§ What you should do:
What follows is a listing to transcribe exactly, leaving the pictures out.

§ Data shown:
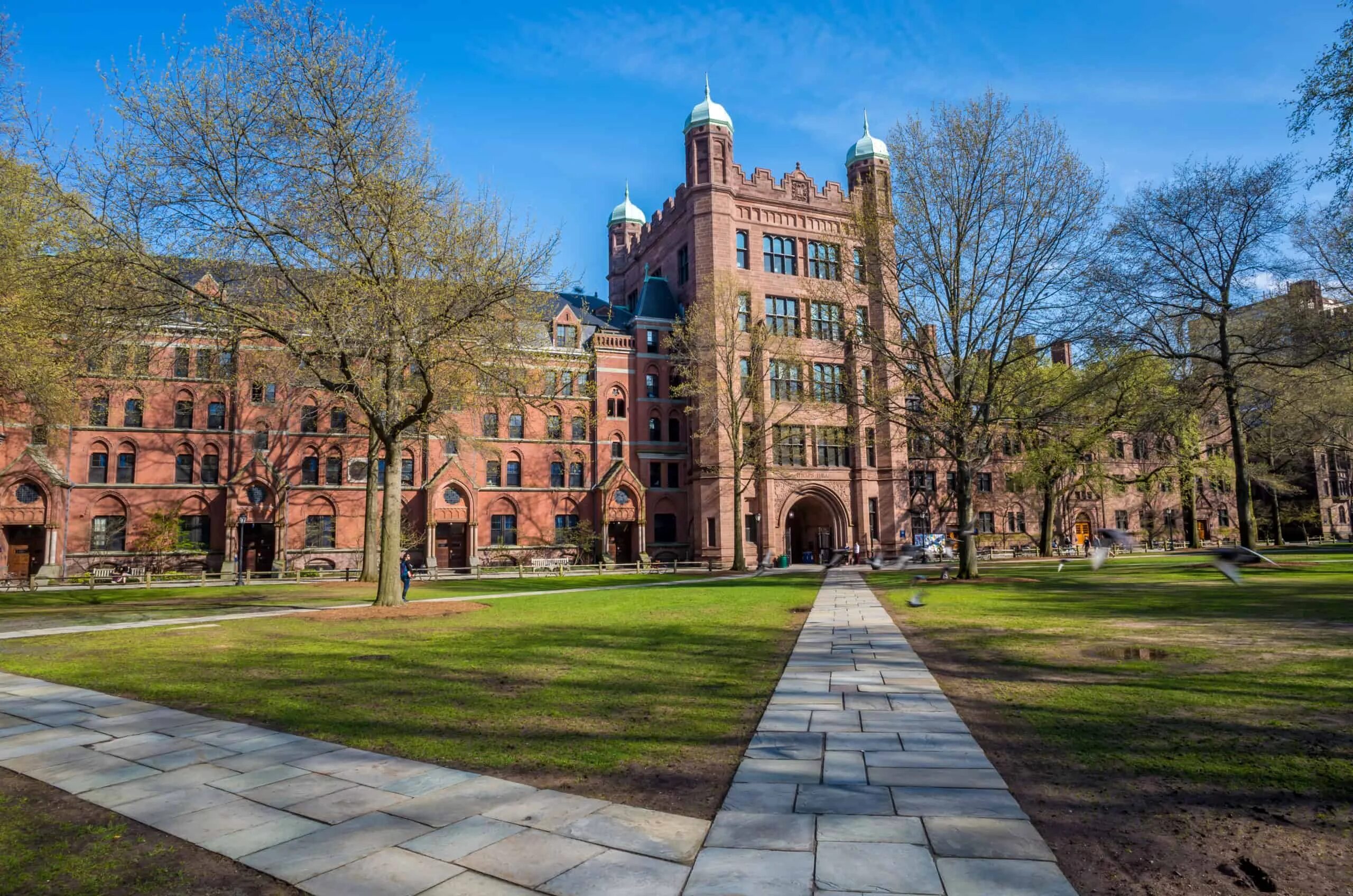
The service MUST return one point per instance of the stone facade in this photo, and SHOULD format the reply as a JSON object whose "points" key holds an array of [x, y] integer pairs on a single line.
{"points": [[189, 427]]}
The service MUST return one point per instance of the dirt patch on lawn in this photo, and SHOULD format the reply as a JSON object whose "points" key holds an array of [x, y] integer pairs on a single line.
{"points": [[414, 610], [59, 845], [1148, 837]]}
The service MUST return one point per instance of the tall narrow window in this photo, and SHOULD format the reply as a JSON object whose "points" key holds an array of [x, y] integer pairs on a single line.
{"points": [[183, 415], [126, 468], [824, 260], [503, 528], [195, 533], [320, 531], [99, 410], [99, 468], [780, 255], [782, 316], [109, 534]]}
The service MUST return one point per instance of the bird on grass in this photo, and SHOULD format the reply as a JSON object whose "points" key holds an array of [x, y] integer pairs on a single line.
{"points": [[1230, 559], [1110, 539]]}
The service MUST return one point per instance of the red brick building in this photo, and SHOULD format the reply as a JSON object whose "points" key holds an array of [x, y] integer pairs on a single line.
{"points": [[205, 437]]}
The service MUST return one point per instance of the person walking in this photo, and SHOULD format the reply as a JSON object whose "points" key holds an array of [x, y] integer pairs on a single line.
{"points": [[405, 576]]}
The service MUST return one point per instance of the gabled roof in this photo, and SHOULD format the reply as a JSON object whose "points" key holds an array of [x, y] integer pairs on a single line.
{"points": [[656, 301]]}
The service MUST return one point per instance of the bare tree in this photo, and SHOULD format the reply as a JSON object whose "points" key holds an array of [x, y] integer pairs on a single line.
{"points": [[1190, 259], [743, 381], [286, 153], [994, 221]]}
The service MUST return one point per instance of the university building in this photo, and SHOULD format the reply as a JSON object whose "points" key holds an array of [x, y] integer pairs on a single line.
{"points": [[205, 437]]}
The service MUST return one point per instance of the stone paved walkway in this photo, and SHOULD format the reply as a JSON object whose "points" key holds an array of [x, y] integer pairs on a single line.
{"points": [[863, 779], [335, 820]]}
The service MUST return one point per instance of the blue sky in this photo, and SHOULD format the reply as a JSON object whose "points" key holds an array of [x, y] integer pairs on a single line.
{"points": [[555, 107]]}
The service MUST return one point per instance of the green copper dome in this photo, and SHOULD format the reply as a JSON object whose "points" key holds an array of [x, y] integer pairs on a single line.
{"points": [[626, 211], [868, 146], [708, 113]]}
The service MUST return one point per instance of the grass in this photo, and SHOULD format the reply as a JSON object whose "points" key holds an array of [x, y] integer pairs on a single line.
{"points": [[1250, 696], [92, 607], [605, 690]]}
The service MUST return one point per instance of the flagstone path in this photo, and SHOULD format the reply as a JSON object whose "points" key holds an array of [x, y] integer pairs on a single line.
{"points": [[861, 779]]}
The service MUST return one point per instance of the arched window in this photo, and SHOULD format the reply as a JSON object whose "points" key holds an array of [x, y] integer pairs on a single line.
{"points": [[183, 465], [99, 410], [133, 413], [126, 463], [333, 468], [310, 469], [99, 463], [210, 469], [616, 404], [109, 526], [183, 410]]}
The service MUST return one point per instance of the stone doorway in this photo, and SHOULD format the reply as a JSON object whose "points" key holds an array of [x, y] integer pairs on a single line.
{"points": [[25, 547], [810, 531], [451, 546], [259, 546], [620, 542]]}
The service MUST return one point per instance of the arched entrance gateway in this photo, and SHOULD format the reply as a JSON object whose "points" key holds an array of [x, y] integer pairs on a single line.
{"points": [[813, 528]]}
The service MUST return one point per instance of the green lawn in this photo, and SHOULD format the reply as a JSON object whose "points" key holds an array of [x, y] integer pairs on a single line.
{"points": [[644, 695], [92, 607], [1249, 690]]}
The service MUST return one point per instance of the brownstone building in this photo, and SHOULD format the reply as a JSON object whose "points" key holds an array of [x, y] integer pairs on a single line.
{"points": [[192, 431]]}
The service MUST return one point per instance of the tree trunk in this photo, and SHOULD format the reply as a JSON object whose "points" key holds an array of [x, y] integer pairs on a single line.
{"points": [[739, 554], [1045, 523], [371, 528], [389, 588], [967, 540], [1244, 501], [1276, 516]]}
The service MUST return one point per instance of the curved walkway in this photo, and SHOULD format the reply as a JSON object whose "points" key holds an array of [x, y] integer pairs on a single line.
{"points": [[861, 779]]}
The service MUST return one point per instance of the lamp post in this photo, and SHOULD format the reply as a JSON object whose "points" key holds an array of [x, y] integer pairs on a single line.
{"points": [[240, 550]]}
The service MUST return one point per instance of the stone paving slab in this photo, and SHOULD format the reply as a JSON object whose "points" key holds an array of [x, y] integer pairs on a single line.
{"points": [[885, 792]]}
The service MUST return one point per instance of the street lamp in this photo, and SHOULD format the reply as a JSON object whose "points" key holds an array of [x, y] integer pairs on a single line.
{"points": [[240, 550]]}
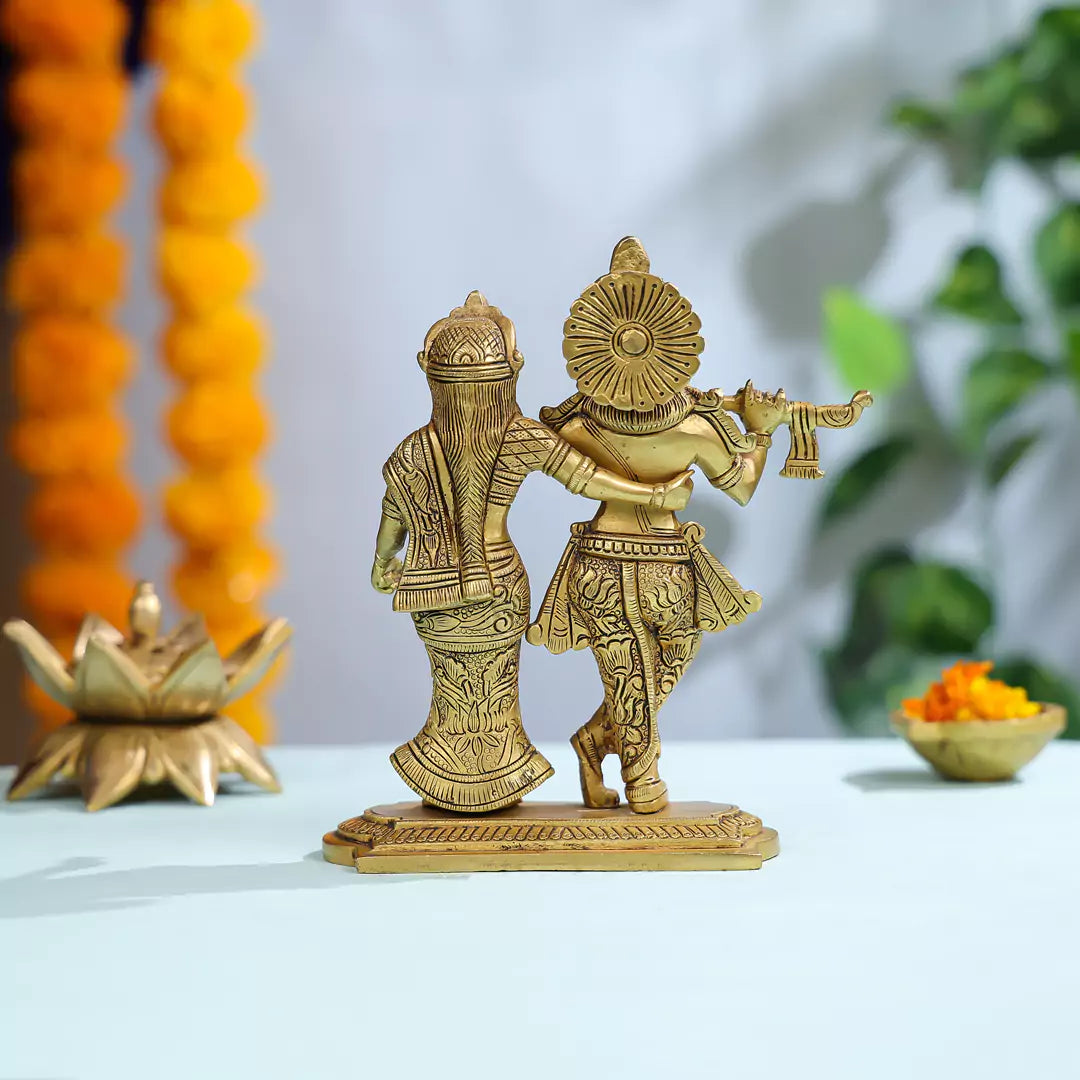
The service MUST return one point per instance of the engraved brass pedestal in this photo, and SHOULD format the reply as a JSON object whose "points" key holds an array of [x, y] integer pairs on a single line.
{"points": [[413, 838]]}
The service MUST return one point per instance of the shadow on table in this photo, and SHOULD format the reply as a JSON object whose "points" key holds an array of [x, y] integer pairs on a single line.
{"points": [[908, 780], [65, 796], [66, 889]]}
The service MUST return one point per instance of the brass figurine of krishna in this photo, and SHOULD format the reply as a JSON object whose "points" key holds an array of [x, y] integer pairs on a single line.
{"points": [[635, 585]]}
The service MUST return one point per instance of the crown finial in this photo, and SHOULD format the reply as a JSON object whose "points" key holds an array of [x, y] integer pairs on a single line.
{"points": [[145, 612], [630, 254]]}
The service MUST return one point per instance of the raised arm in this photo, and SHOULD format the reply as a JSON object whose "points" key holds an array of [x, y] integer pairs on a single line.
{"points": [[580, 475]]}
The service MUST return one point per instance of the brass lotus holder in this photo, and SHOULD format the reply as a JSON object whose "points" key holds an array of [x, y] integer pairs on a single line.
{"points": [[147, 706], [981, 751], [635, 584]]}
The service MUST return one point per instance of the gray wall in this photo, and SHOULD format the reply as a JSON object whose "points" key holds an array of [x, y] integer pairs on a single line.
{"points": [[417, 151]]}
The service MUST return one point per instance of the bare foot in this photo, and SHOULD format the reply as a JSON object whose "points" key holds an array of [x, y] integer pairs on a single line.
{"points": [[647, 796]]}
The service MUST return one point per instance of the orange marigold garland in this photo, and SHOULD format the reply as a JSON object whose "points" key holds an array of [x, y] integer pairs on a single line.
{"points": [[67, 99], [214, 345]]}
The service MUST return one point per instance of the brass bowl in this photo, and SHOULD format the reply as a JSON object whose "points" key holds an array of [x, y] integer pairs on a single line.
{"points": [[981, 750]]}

§ Expected output:
The service MUST return one point per instance of the stone facade in this photo, and SHOULD format the reply as a JSON object whose "points" key holds an array of [x, y] integer pairs on a single line.
{"points": [[189, 427]]}
The service MUST return one point per instance of the dirt patch on lawn in this photo, and SHOULD format the reply as a JSON object whose "points" key holds an array of [x, y] integer pairs on a single line.
{"points": [[414, 610], [59, 845], [1148, 837]]}
The service MUST return one point per instance of the tall narrow window in this photo, and SHOULD format the reply as a JSON object whose "points" key holds an array of [x, y] integer pairs on a single line.
{"points": [[183, 415], [126, 468], [824, 260], [503, 528], [195, 533], [320, 531], [99, 410], [99, 468], [780, 255], [782, 316], [109, 534]]}
The service MUST return one point per instance of the bird on grass in this photo, and SHOULD format the reply as a JSON object whose "points" key holds an array of [x, y] integer pairs on a single line.
{"points": [[1230, 559], [1110, 539]]}
The service MUST return one point per instance of the red brick building in this photo, and SHOULD format the reply as a JSON object whose "points" key holds an array of [x, y] integer pairs on a single line.
{"points": [[205, 437]]}
The service MUST return one point per instance of the person walking in this photo, and SHOULD format the reply as a JSON object whose "points" key holds an array of [x, y] integer pairs on a single line.
{"points": [[405, 576]]}
The service MUST return one point per instance of the gabled roof in this photo, and SHOULD format the reply as a JSON object whose "points" key holds an array of [x, y] integer pairs on a single line.
{"points": [[656, 301]]}
The service MUST return one point per instance of the bare tree in this photo, and SHOULD format the reply as a JSON object whose "points" key holds an array of [x, y] integer pairs on a single line.
{"points": [[1190, 259], [743, 381], [286, 153], [994, 221]]}
The service MUST return one point per instance of the university building in this photo, and SHOULD format the reply as a JSON object whose "points" key holds an array of [x, y] integer pairs on a single line.
{"points": [[205, 437]]}
The service MUST return one point per instance of the stone paved walkway in this photo, and SHOULD format the reply as a JSON object whose "points" key holds an array of [x, y] integer pairs on a single line.
{"points": [[863, 779], [335, 820]]}
The service MUST return one point per instance of the blue sky in this photo, and SHOULD format the reply as a JSON object whose "points" key holds an array of [x, y] integer pairs on a single line.
{"points": [[555, 107]]}
The service MUST return one point per instance of the green copper dome in this photo, and SHOULD format the reply as a JSON object whose "points" key holds an array of [x, y] integer pairs on a single line.
{"points": [[626, 211], [868, 146], [708, 113]]}
The service MUST return one point per instance of the grass in this photo, and SHOULD format the reply as a JSON object whose "points" key holds an array of [x, y] integer pairs on a single line.
{"points": [[1250, 696], [92, 607], [605, 690]]}
The service MUST return one point per instance of the flagstone path in this photo, and SHOULD format the reply as a JSON object whose "points" key holds an array of [x, y] integer pairs on a single line.
{"points": [[861, 779]]}
The service MUST return one point per instance of the arched window in this photo, and SHOULD format the reply as a JSON object whose "points" key holds an array of [x, y] integer pairs on a single line.
{"points": [[183, 465], [99, 410], [133, 413], [126, 463], [333, 468], [310, 469], [99, 463], [210, 469], [616, 404], [109, 526], [183, 410]]}
The service MUST return one point per instance of the stone doorway in this photo, and SHOULD format the reply as a JSON object whose "points" key holds an array of [x, y] integer pairs on a single line.
{"points": [[25, 547], [810, 531], [451, 546], [259, 546], [620, 542]]}
The service MUST return one point per instance of the arched entrance gateway in this photo, and SHOULD format the reply as a JSON object whose "points" key holds an array of [x, y] integer pairs on a single line.
{"points": [[813, 528]]}
The service MUST return one point per instance of the green lawn in this photo, and SHOULD format the reply as a JSON object whose "points" key holds an array of [x, y] integer pairs on a single line.
{"points": [[644, 695], [92, 607], [1249, 690]]}
The service MUST return one point per instance of the brownstone building in this photo, and SHOULD format the reply as a JSON object whose "points" key holds an array of [x, y] integer pairs on a single line.
{"points": [[192, 431]]}
The service MUST return one point per instance of the tree trunk in this photo, and SHOULD format the reply as a JSON object whose "points" key holds an array of [x, y] integer pairs on a single line.
{"points": [[739, 554], [1045, 523], [371, 528], [389, 588], [967, 540], [1244, 501], [1276, 516]]}
The service MUST return one point per instance of the curved walkway in this photo, and SHOULD format the reply as a JSON object whose "points" key holds an array of [x, y] integer pairs on a single line.
{"points": [[861, 779]]}
The service MUST return one point per instance of the lamp post in this photo, and SHOULD format the reply as a JSON object whose "points" key holds an array of [x, y] integer pairs on a single line.
{"points": [[240, 550]]}
The service MUST return one point per instance of the stone paving slab in this photo, and SHOULD format the reply as a JSON object whose "points" key holds an array of [x, y] integer pairs on a single line.
{"points": [[885, 792]]}
The service MUST return one point per instance of the street lamp in this photo, and SHOULD format the reply as a JSON object whose "points" key holds an array of [x, y] integer pairs on a single line.
{"points": [[240, 550]]}
The service MUST return one point per instance of the engraved brass pedestal in this photo, and SHOULD format the reply as a JSON object whose "points" key holds an array of [x, y] integer pairs on a single line.
{"points": [[413, 838]]}
The service MUST return one point per instance of the shadow on table in this photo, and SHOULD format the reply as a JSON object whose "points" key holds an array of [x, y] integer pairs on a single line.
{"points": [[908, 780], [65, 796], [66, 889]]}
The service MUST return one point per instance of the brass figurine of krishna in this photo, and SHOULD format the reply as a JSON object whose "points" key holds an array of [x, y] integer pairs on a single line.
{"points": [[635, 585]]}
The service MUST return one point per instance of the crown finial in this photo, and SHOULD format the reply as a JSON object whose "points" key holds an array of [x, y] integer pairs on a single line.
{"points": [[145, 612], [630, 254]]}
The service MUST return one point per instance of the raised arm in this photo, and SHOULD format the reply as a JSON object whose "points" key holds an array of [x, y] integer pairs on a single line.
{"points": [[580, 475]]}
The service MUST return one point per instance of the brass lotus holder in this photo, and SHOULD format the reply as a JSON object whose "points" key holds an array of [x, y] integer pairs on a single line.
{"points": [[147, 706], [981, 751], [635, 584]]}
The service MUST return one point per instance of the gray wall in this photo, and SHOULD format the reply as a JSON object whose "points" key holds an array of [x, y] integer pairs on a single line.
{"points": [[417, 151]]}
The service MUST return one point per instance of the bare foot in this photo, and SHOULD format the reply as a JSON object whose "points" key holds an array of [x, y] integer pairs on a single line.
{"points": [[647, 796]]}
The service MUST return one point per instance of the orange marigold garland in this photo, and SHOULD format the reply as a JSON object whose "points" key holds an array of [x, y] integer pairs on a single line.
{"points": [[67, 99], [214, 345]]}
The service MUST return one point per instance of the brass bowl in this photo, and SHOULD format the reply as a JSON object whose "points" key holds an array of [x, y] integer pairs on a single line.
{"points": [[981, 750]]}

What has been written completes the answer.